:: Exercise ::
Locate every line in the rows below that contains the string "hair", treating uppercase and lowercase as different, and copy each of those lines.

Rows from a dataset:
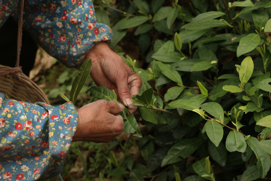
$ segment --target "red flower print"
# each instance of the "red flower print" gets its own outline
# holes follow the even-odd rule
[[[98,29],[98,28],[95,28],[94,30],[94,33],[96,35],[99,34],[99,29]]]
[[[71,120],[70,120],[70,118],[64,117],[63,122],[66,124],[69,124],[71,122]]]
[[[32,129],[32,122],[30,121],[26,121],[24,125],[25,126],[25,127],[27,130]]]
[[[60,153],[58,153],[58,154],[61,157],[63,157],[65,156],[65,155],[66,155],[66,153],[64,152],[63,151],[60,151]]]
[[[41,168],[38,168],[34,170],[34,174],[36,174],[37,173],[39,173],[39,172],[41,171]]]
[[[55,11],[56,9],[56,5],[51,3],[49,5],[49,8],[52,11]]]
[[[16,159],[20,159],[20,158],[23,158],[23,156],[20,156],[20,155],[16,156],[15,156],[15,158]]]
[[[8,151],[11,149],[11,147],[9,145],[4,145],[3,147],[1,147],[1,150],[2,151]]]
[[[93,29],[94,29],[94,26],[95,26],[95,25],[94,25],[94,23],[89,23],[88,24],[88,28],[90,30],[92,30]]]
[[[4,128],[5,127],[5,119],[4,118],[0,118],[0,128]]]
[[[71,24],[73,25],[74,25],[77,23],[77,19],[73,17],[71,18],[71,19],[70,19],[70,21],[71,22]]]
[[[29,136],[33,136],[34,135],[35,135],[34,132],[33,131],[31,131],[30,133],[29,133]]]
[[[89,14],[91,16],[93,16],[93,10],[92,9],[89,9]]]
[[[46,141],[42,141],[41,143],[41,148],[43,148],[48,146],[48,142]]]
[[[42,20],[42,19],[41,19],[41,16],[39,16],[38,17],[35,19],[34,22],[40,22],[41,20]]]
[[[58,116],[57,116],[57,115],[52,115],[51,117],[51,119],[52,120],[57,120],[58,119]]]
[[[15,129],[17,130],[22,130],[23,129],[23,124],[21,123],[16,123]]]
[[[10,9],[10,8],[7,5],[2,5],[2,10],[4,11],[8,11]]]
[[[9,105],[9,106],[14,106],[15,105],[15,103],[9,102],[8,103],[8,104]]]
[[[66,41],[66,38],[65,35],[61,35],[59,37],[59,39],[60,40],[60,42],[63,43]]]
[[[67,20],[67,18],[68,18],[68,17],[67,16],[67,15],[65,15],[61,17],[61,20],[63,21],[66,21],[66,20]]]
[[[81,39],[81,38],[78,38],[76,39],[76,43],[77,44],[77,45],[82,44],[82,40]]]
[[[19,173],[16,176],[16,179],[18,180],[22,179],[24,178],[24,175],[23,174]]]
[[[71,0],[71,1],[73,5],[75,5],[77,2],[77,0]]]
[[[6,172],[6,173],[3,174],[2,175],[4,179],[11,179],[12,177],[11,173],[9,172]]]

==

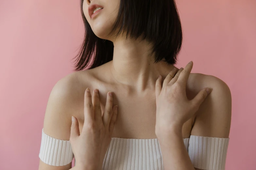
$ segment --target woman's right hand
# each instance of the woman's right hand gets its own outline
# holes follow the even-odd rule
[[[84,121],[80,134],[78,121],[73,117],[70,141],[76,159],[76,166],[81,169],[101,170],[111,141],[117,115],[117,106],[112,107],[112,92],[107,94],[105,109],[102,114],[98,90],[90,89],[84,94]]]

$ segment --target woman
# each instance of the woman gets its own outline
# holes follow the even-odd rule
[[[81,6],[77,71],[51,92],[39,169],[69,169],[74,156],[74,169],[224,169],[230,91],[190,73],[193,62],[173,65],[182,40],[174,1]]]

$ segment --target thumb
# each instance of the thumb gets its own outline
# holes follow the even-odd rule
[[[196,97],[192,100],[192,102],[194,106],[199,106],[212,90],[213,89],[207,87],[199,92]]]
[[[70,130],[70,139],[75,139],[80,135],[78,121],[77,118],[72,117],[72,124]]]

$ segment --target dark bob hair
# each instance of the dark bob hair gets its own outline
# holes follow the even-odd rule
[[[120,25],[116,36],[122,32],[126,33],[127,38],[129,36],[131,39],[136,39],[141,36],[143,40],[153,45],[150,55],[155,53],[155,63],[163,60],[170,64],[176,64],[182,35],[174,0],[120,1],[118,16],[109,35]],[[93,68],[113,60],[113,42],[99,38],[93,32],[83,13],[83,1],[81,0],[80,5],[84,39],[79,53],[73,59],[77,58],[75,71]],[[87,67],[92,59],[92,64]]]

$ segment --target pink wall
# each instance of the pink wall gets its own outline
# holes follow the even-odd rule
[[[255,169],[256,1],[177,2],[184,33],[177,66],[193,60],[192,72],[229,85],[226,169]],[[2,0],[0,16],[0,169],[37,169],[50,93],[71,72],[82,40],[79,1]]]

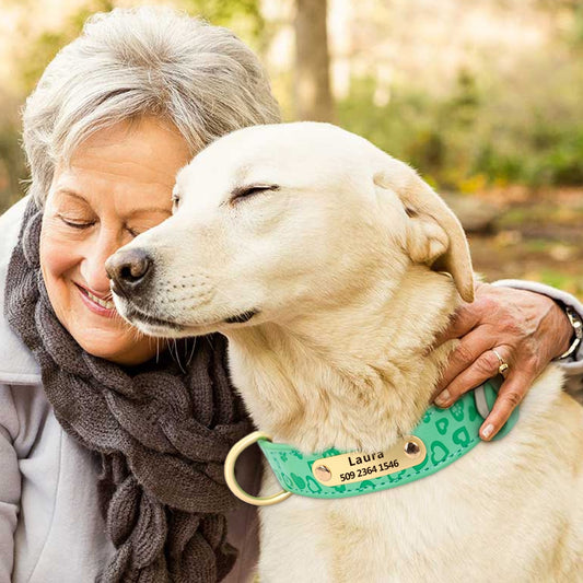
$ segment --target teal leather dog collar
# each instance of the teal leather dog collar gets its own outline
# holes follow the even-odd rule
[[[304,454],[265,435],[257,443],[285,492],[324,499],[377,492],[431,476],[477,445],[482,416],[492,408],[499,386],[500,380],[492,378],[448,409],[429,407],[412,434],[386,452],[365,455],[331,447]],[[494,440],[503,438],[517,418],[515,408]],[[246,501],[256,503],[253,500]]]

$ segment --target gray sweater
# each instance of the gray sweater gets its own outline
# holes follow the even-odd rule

:: Solution for this exercise ::
$ segment --target dark bob hair
# each instance of the dark bob hair gets its own outline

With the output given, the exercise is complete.